Task directions: The reply should hold every line of the data below, unchanged, and none of the pictures.

Data provided:
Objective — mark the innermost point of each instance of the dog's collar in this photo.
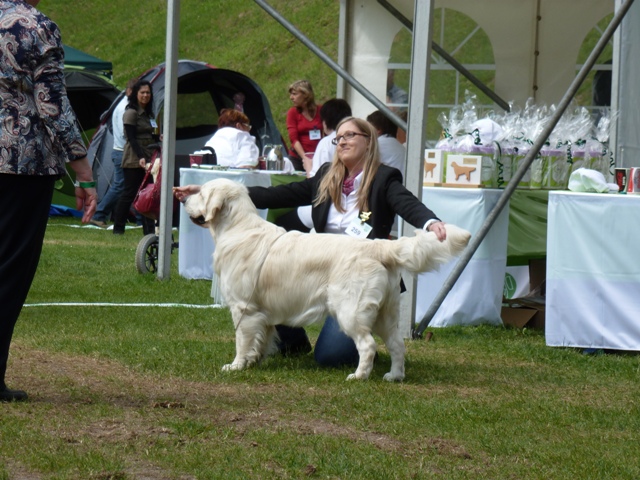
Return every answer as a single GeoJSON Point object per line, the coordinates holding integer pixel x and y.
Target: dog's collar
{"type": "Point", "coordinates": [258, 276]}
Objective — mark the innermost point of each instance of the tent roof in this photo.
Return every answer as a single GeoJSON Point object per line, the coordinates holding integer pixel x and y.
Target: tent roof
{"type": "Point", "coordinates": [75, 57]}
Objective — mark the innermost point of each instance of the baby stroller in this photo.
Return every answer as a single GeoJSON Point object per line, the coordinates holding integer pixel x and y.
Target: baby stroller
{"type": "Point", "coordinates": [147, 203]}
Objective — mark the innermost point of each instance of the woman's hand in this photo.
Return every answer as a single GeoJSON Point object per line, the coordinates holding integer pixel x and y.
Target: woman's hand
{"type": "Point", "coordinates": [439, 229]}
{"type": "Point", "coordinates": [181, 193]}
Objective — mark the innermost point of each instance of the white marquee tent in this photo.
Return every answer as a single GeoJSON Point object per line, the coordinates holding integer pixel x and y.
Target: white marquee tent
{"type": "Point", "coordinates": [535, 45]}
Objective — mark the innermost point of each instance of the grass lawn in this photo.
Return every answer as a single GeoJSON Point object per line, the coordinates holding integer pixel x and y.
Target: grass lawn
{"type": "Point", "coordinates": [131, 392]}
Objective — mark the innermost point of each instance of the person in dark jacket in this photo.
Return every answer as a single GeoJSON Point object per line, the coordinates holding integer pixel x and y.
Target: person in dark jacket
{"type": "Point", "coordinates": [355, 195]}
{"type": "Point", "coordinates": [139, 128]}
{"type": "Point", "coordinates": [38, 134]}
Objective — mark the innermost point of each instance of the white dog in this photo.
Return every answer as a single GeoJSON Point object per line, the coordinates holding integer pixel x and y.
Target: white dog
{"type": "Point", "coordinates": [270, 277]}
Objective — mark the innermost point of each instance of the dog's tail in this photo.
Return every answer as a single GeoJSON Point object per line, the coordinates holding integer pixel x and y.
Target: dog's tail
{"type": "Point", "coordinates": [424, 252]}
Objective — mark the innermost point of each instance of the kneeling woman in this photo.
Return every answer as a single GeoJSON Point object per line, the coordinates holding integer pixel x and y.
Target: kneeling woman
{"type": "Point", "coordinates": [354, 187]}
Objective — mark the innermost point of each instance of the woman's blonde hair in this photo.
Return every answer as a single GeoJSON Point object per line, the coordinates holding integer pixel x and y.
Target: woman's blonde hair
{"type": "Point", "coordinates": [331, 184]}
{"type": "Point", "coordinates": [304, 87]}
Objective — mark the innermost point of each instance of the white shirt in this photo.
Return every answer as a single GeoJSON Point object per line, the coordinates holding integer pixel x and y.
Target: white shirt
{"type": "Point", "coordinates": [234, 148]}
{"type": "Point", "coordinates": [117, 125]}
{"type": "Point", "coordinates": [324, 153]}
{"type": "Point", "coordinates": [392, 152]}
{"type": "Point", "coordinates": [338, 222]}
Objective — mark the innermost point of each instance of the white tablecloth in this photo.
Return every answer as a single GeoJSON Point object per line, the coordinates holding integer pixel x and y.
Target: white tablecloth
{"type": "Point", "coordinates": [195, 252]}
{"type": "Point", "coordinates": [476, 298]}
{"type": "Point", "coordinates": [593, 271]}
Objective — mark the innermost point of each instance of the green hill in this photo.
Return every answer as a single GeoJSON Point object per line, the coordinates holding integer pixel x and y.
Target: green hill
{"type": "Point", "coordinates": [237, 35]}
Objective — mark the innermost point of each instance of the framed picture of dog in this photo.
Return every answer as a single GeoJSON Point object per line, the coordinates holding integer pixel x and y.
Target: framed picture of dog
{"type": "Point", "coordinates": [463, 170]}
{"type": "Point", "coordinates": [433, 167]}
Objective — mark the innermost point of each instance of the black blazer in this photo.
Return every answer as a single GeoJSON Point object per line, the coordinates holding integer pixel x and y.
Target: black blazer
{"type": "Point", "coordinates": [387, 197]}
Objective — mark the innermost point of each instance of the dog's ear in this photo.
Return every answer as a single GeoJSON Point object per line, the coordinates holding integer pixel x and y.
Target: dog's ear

Result of the task:
Objective — mark the innermost point of each instance of the dog's collar in this photo.
Return every answer as a single GeoJSON Point object per line, the coordinates holding integer pixel x and y.
Target: dog's collar
{"type": "Point", "coordinates": [258, 276]}
Objective — mark the innermost point of each instance of the tent roof in this photo.
Return every answer as a single GeoJSON Point object per line, the coordinates holding integer pixel x and y.
Target: tent roof
{"type": "Point", "coordinates": [75, 57]}
Objective — mark the innermost point of each instance of the baby stroller in this photo.
Return every answer as a single GeoJSON Point object per line, the coordinates holding integer pixel x and y.
Target: baby stroller
{"type": "Point", "coordinates": [147, 203]}
Objective — mark the innermost point of each instance of the woman's hand in this photo.
Return every answer as a single GeoJSON Point object per line, the coordinates holding integer pixel x and y.
Target: woman's hand
{"type": "Point", "coordinates": [439, 229]}
{"type": "Point", "coordinates": [181, 193]}
Objective — mark the innermost point of each instance of the white marquee tent in this photo.
Return every answer as a single GeoJSON Point object per line, the coordinates holding integer pixel x and y.
Target: white marquee tent
{"type": "Point", "coordinates": [535, 45]}
Objective — mark the innermost point of each instance of the grass lawn in this photo.
Return every answer as a single GeoJSON Point object per line, the coordinates holding integer pixel x and y.
Target: grass lawn
{"type": "Point", "coordinates": [131, 392]}
Objective — mark the innermost point of each instance of the person in dark jacket in this photo.
Return every answer as a single GeoJSON Point object per line, the coordinates holding integer pixel x and y.
Target: person in dark jacket
{"type": "Point", "coordinates": [355, 195]}
{"type": "Point", "coordinates": [139, 128]}
{"type": "Point", "coordinates": [38, 134]}
Objective — mark the innermost point of each instance of the white dog in this photo.
Return every answer as a single GeoJSON Point object per line, the coordinates holding integer pixel x and y.
Target: white dog
{"type": "Point", "coordinates": [270, 277]}
Objective — mark the innermost point of each instance of the dog's tail in this photo.
Return every answer as a single GeoJSON Point object per line, the coordinates holding integer pixel x and y.
Target: dog's tail
{"type": "Point", "coordinates": [424, 252]}
Objective — mark the innermost point of each instance of the kneeling woman in this photo.
Return every answer as a single GeoJSON Point object per line, the coordinates holding integer pixel x and y.
Target: kneeling woman
{"type": "Point", "coordinates": [354, 187]}
Objective — mark the innermost point of each instance of the woman's blonde hair in this photo.
Return every answer as a single GeoJSON Point object per line, the coordinates holding integer pixel x and y.
Target: woman's blonde hair
{"type": "Point", "coordinates": [331, 184]}
{"type": "Point", "coordinates": [304, 87]}
Objective — mark the innermost point of each instance of the white shirt in this photo.
Return every answer as a single GeoJSON Point object per line, the coordinates holding integer pixel x and y.
Target: white shirt
{"type": "Point", "coordinates": [234, 148]}
{"type": "Point", "coordinates": [117, 125]}
{"type": "Point", "coordinates": [324, 153]}
{"type": "Point", "coordinates": [392, 152]}
{"type": "Point", "coordinates": [338, 222]}
Objective — mark the innermost point of each instance of the white tablecloth in this photo.
Return every answer as a single GeoJSON Point object per line, the coordinates holding integer pixel x and y.
Target: white tablecloth
{"type": "Point", "coordinates": [195, 252]}
{"type": "Point", "coordinates": [476, 298]}
{"type": "Point", "coordinates": [593, 271]}
Objective — mark the innermost point of each instance of the green hill in this photo.
Return every answer as a single GeoJSON Point object per line, the coordinates holding integer pixel x and y.
Target: green hill
{"type": "Point", "coordinates": [237, 35]}
Objective — mark the innermost point of each instance of the framed picture of dog in this photo.
Return every answer as a single GeoJSON Point object per line, the coordinates holding integer pixel x and y.
Target: framed picture of dog
{"type": "Point", "coordinates": [463, 170]}
{"type": "Point", "coordinates": [433, 167]}
Objective — mark the innermost point of each instance of the black blazer in this photo.
Return every answer as a single GeoJSON Point object per line, the coordinates holding integer pixel x and y.
Target: black blazer
{"type": "Point", "coordinates": [387, 197]}
Objective — mark the innermost point of each instance of the dog's ear in this photo.
Return every answer as a single GeoJSON Point object per line, the coordinates holding integer pixel x and y.
Target: dog's ear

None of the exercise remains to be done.